The problem.
Using the entries below, output exactly the lines from the one containing "If you could identify the distant" through the final line, both included, and no others.
※
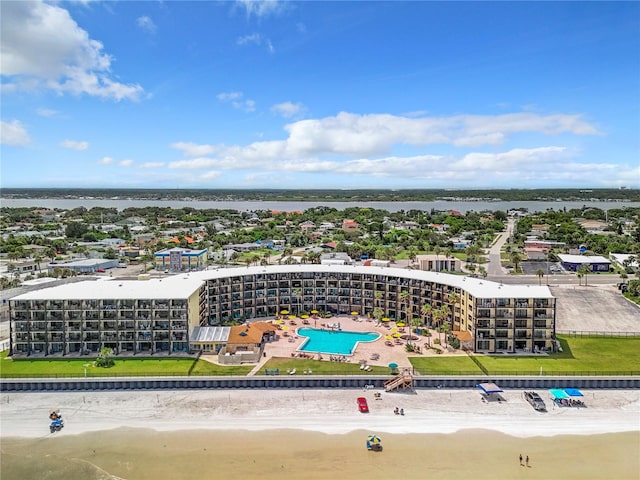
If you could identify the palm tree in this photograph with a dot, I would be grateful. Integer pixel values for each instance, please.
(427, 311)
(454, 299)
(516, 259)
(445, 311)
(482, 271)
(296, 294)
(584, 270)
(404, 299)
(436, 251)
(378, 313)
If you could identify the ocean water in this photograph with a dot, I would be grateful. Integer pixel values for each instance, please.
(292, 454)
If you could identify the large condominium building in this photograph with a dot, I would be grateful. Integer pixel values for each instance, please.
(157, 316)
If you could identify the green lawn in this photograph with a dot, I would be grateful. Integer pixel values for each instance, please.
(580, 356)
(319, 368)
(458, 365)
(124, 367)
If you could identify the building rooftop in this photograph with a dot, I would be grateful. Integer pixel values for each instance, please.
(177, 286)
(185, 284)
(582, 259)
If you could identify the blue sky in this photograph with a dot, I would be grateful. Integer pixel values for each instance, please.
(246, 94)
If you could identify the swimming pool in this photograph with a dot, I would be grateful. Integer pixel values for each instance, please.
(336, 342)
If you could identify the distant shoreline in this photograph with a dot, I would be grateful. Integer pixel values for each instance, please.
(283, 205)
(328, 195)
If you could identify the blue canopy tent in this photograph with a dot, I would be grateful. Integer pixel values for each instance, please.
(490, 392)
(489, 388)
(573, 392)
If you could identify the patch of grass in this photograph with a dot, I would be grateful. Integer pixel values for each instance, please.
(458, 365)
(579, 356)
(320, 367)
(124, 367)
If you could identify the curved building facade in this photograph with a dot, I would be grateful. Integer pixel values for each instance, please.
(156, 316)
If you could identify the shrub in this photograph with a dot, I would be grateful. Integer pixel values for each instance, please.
※
Response to this task.
If you could identify the distant shoreline in this photograph with a dot, I would be grateful. Integer pixel values for each instance, please.
(283, 205)
(328, 195)
If you could identify the blue canopy tent in this photograph with a dot, I would be grateful. Integer pixel values for each instance, please.
(490, 392)
(489, 388)
(573, 392)
If you could identify the patch of grass in this photograph with a dot, I would be grateful. Integer pixel values for each instance, please.
(458, 365)
(579, 356)
(320, 367)
(124, 367)
If you could identify the curved building facade in this photograph with a dot, I would be grateful. Integer pixel values for each instance, please.
(156, 316)
If you could identify the shrub in this photograph with a dot, I would be grateful. Integer pixel values for each instance, please.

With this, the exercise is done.